> [REQUIRED ACTION] Look through the listing and report every line that has "forklift" in it.

::: INPUT FOR THIS TASK :::

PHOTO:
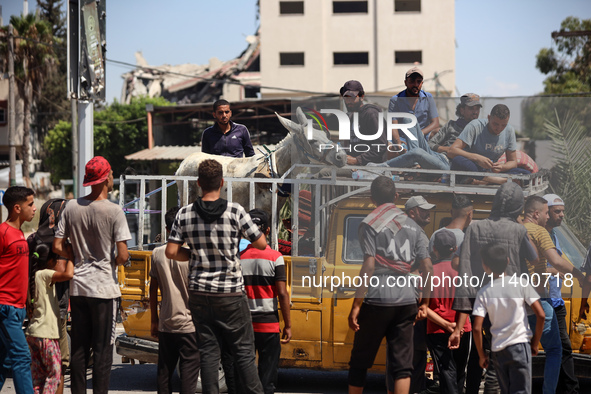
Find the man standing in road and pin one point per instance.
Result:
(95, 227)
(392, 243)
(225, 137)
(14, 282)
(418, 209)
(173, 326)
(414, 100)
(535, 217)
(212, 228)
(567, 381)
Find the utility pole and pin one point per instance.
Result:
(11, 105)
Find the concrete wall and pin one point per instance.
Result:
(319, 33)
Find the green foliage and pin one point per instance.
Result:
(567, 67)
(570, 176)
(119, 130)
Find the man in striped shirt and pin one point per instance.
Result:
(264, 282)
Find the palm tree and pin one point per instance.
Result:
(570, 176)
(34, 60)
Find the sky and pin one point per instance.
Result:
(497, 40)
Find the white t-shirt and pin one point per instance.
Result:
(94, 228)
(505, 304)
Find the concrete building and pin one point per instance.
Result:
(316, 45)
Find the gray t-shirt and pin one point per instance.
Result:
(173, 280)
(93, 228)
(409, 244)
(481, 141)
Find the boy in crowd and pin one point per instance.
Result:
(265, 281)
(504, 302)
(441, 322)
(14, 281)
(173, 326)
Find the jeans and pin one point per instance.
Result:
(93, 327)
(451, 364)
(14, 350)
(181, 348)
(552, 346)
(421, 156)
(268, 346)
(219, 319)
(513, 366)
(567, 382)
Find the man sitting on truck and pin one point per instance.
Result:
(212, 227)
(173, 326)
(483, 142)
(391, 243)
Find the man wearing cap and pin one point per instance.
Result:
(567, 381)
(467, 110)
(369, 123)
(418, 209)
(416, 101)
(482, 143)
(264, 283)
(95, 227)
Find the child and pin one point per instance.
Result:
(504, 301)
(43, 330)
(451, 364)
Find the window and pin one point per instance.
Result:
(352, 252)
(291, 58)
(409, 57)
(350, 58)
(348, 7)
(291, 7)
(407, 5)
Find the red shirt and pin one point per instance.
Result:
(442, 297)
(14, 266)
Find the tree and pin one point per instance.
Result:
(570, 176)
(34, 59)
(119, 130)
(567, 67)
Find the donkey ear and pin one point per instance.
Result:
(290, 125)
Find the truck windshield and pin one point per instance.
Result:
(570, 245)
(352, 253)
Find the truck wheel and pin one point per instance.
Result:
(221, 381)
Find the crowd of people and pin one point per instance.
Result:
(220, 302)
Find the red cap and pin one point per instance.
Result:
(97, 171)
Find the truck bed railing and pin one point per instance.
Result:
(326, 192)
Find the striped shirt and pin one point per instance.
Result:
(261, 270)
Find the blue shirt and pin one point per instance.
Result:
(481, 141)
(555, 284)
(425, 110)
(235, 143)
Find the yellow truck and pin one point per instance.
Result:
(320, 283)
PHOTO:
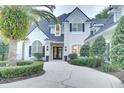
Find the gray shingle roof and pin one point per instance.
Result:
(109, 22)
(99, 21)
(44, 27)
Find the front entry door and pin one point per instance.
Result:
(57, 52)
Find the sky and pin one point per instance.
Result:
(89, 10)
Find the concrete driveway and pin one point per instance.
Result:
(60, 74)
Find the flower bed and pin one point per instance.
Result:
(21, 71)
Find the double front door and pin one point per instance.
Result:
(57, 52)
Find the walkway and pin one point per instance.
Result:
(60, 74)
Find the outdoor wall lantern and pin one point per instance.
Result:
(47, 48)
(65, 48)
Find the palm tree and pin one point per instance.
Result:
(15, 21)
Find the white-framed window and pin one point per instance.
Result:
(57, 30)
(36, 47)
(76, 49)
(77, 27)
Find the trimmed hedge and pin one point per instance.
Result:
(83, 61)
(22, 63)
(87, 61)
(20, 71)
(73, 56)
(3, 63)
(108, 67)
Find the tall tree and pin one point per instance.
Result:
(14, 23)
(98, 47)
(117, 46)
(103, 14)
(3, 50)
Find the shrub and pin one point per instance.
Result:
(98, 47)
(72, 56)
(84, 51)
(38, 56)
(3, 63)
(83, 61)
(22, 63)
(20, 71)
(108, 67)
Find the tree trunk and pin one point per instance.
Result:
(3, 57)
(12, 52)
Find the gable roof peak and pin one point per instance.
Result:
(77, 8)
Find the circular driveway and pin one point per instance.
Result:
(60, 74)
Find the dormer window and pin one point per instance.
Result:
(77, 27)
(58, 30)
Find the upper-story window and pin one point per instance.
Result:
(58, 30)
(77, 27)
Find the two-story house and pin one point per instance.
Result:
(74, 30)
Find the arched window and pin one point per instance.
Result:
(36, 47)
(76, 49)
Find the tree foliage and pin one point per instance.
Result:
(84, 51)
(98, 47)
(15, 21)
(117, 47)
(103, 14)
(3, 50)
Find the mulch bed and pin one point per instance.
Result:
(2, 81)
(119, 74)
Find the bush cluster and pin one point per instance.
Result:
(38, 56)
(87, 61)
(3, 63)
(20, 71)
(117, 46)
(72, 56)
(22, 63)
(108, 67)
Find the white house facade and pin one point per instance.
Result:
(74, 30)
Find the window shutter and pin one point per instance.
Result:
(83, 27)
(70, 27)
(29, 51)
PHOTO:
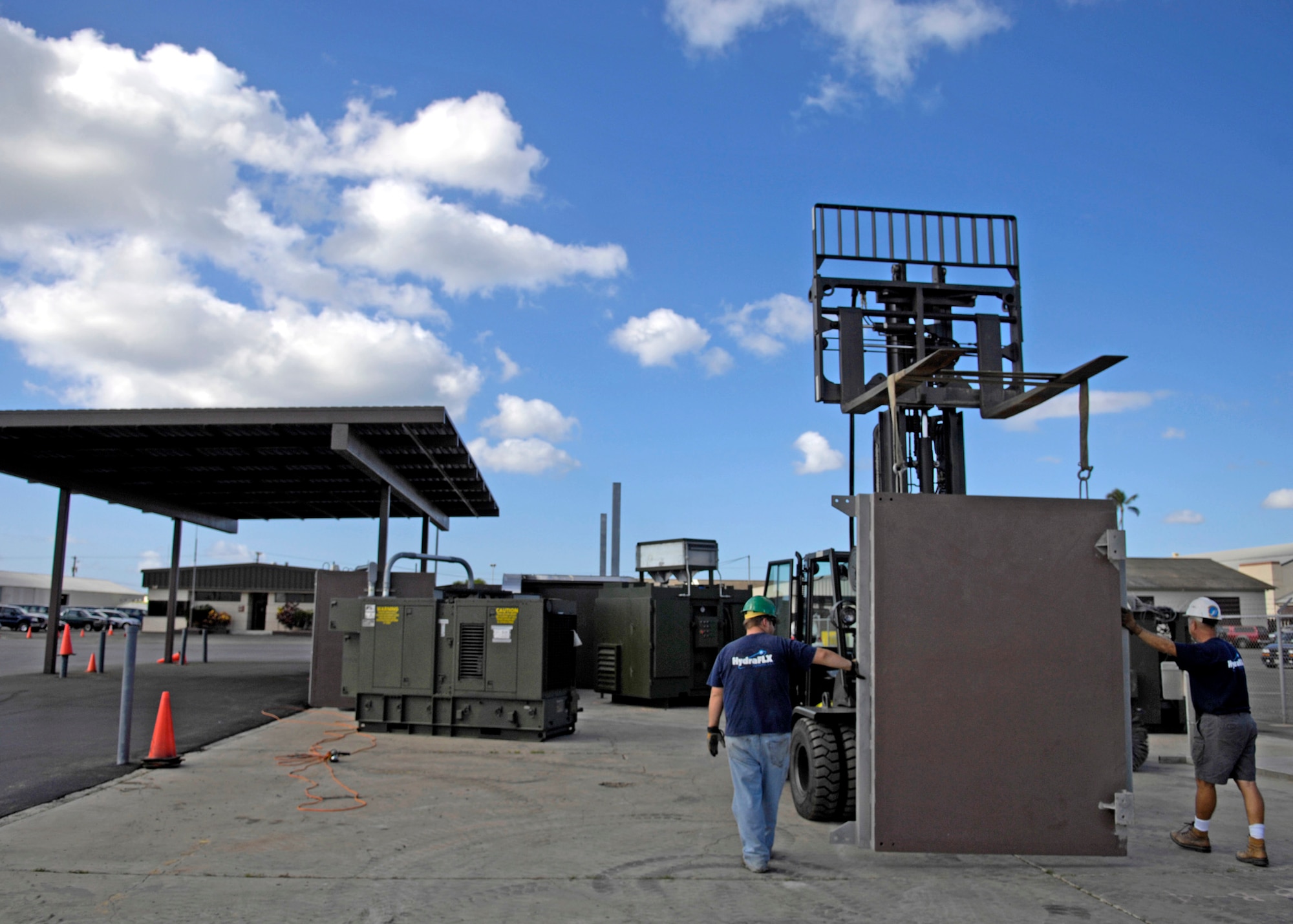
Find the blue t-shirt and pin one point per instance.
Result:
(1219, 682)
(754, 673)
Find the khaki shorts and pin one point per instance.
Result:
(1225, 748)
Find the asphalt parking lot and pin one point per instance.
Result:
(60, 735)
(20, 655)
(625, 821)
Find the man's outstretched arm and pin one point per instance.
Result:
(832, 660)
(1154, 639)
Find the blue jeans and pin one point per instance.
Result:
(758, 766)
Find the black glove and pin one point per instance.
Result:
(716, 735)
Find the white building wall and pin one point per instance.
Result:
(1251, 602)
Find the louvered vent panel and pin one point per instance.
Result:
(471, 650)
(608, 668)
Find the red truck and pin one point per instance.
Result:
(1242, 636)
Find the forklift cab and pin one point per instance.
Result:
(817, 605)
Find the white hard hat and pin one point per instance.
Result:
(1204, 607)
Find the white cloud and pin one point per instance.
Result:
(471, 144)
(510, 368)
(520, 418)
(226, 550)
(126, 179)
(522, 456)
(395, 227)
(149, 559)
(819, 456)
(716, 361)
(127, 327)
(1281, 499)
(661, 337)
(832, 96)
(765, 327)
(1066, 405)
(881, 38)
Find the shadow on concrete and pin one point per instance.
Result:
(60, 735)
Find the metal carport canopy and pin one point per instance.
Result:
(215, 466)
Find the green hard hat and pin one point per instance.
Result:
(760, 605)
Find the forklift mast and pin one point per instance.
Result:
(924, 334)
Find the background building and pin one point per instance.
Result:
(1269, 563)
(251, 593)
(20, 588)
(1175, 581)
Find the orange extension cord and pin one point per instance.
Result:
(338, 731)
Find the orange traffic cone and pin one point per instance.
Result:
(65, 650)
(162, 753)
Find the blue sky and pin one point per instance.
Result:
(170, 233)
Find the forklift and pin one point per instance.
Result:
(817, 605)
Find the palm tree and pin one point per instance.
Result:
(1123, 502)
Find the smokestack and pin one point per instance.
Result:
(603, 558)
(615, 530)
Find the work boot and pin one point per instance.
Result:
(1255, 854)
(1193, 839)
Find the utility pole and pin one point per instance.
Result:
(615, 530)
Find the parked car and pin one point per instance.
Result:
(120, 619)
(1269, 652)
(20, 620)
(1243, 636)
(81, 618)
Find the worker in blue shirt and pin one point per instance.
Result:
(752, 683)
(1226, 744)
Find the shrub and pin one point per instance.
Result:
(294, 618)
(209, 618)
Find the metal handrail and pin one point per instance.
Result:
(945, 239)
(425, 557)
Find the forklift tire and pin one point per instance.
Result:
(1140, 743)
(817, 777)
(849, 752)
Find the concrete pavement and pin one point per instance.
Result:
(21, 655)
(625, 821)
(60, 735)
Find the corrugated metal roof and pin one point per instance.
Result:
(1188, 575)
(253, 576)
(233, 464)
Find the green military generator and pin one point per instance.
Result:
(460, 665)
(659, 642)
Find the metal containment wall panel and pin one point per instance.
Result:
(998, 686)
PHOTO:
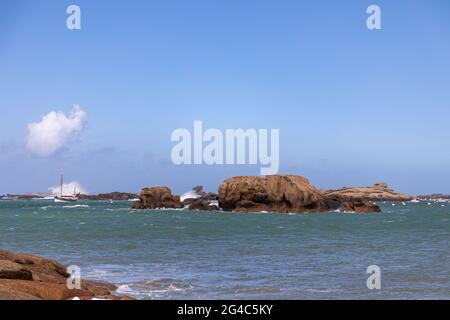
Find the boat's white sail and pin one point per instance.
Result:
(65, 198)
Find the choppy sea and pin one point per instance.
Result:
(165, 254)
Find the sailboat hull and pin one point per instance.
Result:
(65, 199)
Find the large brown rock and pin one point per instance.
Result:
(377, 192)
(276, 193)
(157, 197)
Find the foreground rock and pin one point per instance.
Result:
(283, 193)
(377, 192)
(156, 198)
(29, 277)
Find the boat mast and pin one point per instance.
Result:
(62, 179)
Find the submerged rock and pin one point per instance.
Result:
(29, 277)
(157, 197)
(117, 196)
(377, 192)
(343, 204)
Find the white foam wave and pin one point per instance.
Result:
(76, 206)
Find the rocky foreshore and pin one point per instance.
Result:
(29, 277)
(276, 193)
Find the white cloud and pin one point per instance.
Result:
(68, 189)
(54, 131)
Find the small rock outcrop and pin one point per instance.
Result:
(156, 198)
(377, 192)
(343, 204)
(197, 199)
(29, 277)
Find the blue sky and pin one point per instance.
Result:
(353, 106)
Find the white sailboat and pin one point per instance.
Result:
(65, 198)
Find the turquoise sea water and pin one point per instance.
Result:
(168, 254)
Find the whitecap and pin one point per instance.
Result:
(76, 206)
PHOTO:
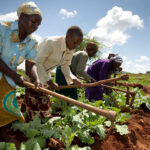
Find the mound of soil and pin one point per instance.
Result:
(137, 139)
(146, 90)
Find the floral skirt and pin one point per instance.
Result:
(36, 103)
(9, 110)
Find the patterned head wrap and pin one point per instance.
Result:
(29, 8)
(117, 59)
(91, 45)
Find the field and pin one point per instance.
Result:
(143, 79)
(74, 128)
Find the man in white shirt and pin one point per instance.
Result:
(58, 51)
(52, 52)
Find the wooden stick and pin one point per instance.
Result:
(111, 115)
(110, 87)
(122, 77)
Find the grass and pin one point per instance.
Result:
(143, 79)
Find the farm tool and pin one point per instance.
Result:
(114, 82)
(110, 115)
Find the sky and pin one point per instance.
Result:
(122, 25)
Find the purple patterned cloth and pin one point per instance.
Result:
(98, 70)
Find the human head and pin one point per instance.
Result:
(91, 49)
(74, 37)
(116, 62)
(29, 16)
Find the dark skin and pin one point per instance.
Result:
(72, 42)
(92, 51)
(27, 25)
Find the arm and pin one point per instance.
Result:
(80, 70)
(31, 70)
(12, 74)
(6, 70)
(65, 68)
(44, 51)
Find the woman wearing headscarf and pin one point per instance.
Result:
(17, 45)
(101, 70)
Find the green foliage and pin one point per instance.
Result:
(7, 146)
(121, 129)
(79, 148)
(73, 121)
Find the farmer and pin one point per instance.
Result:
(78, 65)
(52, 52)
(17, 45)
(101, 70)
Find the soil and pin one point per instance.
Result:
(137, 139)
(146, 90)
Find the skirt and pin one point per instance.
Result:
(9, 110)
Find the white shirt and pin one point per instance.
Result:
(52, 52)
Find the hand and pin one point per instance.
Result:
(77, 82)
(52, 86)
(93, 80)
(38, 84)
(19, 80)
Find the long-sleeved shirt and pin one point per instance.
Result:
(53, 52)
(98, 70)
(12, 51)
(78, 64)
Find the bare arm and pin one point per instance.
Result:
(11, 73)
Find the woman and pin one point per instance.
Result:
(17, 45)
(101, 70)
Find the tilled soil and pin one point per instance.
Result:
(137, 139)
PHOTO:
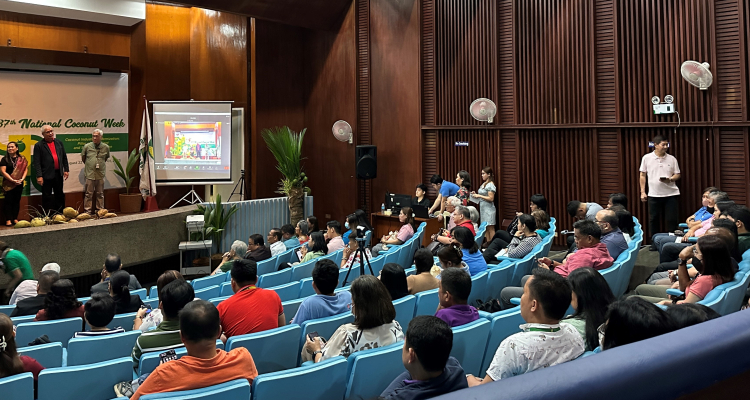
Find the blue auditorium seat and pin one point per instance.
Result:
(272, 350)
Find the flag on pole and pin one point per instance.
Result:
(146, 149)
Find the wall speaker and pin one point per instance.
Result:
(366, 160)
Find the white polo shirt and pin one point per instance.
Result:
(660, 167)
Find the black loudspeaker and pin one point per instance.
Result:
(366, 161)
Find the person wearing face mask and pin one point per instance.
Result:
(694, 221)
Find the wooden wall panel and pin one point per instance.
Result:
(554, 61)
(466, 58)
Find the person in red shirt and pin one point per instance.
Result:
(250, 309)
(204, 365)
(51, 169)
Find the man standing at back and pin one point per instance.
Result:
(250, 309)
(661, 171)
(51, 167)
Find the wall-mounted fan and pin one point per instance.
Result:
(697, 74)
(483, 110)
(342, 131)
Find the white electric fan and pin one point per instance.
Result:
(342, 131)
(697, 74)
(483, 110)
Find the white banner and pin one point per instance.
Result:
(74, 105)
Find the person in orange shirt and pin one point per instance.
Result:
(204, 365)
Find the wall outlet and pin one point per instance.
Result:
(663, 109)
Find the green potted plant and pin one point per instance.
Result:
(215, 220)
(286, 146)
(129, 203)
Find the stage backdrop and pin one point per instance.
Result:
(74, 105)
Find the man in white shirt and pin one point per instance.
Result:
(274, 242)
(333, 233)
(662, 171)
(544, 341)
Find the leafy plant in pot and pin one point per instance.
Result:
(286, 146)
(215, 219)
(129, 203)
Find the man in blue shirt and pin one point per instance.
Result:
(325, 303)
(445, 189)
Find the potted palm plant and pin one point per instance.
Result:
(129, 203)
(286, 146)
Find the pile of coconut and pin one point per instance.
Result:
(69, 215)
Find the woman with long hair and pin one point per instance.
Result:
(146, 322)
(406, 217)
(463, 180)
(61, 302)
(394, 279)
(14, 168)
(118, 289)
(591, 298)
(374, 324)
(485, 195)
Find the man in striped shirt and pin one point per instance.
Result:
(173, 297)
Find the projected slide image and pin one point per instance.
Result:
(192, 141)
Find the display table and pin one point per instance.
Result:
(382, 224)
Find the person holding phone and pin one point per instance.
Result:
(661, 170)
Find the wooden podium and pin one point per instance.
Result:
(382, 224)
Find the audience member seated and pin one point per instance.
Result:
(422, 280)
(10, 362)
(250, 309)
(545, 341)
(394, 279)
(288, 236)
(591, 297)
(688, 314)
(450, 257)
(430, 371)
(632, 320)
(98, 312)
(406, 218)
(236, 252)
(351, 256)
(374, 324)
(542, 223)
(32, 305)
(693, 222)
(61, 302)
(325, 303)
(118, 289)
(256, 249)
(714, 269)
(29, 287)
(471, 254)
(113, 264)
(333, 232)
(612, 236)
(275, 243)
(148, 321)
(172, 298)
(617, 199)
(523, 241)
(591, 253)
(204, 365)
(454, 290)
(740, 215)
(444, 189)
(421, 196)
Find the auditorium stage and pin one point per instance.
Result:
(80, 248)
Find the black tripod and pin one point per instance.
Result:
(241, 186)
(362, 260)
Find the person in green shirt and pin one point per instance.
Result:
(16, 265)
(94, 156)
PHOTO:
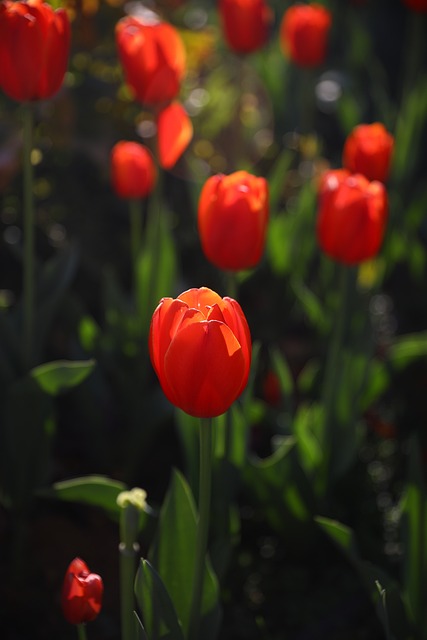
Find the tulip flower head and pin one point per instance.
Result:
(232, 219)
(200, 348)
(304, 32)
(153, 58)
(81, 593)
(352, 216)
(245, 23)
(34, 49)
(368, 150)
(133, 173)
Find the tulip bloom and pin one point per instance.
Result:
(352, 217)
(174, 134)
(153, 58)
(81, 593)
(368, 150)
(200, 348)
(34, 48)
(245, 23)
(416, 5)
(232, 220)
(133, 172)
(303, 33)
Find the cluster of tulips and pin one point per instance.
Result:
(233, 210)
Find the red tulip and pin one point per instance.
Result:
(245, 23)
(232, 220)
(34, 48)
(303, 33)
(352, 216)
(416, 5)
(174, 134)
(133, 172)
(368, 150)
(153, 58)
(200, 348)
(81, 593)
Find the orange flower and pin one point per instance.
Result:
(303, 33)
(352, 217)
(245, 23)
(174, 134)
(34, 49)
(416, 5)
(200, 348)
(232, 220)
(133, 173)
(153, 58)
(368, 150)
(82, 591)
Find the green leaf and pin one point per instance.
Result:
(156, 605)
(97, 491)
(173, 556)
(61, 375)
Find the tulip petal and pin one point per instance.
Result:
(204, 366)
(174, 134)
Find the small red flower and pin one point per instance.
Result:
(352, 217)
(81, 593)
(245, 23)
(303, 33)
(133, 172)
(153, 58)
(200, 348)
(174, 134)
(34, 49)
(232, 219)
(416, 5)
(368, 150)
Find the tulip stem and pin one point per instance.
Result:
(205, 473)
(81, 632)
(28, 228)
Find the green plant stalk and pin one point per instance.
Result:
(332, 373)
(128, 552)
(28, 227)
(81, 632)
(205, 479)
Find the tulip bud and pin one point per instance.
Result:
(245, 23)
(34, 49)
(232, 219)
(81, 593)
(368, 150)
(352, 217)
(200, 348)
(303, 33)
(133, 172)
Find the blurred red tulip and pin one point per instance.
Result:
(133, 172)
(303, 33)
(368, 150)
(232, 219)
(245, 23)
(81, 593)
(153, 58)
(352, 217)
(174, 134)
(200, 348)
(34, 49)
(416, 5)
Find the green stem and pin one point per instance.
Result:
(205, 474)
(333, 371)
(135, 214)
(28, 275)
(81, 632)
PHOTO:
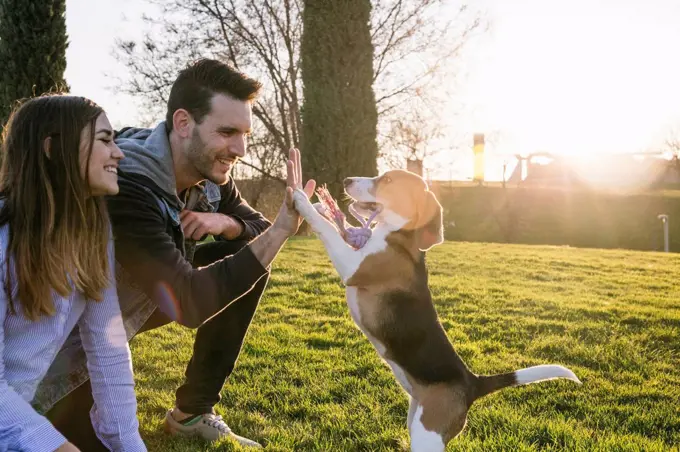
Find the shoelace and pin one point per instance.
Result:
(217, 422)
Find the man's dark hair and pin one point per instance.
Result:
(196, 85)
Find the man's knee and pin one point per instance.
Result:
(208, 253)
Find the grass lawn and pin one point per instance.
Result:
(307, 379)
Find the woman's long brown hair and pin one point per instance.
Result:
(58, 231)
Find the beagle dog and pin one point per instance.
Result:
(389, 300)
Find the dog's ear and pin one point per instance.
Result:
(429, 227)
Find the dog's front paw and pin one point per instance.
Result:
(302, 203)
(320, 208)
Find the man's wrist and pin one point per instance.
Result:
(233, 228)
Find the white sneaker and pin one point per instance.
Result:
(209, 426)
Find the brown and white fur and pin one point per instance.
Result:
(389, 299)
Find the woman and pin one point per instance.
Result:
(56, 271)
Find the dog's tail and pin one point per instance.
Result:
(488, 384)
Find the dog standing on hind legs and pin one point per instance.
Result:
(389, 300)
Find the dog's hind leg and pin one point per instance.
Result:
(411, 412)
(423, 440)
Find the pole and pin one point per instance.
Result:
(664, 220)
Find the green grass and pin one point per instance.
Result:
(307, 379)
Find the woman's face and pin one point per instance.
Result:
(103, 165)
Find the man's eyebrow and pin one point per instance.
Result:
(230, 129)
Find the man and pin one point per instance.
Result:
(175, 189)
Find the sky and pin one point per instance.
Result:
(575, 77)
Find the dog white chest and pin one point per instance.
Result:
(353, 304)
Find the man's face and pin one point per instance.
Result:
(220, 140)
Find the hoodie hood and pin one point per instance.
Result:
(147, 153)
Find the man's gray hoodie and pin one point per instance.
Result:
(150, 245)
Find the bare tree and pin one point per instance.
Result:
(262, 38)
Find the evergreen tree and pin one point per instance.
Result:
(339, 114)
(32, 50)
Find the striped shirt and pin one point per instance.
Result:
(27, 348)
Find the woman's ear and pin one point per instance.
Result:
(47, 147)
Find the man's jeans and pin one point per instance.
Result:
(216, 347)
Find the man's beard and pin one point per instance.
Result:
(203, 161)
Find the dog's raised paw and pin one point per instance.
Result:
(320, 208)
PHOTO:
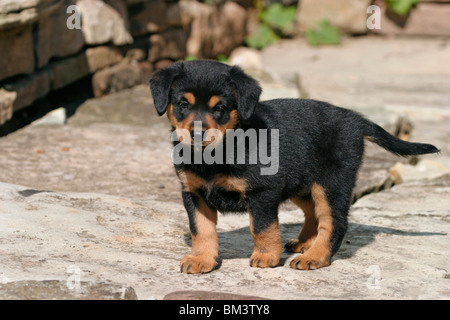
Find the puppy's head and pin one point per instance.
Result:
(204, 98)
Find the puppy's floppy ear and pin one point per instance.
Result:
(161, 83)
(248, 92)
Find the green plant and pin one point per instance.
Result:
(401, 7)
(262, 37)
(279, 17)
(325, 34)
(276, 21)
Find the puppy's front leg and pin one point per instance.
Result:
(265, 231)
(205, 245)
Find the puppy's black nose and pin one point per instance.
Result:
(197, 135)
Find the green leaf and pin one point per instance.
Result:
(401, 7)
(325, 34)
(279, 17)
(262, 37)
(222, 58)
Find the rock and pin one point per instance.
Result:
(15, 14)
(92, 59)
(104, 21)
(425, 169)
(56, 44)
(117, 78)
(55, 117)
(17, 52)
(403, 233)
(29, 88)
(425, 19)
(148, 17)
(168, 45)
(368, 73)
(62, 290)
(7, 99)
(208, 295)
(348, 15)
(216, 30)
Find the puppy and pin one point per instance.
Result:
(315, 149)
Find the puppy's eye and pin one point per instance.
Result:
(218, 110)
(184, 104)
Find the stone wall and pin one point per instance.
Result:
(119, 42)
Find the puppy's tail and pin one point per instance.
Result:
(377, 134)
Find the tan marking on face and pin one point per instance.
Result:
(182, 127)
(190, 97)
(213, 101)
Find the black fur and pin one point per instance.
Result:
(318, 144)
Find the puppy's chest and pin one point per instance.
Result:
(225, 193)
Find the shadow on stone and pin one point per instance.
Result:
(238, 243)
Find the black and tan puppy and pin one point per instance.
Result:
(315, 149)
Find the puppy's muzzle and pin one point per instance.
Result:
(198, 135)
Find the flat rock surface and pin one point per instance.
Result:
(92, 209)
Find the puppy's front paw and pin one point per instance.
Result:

:::

> [RESPONSE AREA]
Find the forklift cab and pin one point per instance.
Find the forklift mast and pin one point per instance.
Find the forklift and pin one point per instance.
Find the forklift tire and pin one point per instance.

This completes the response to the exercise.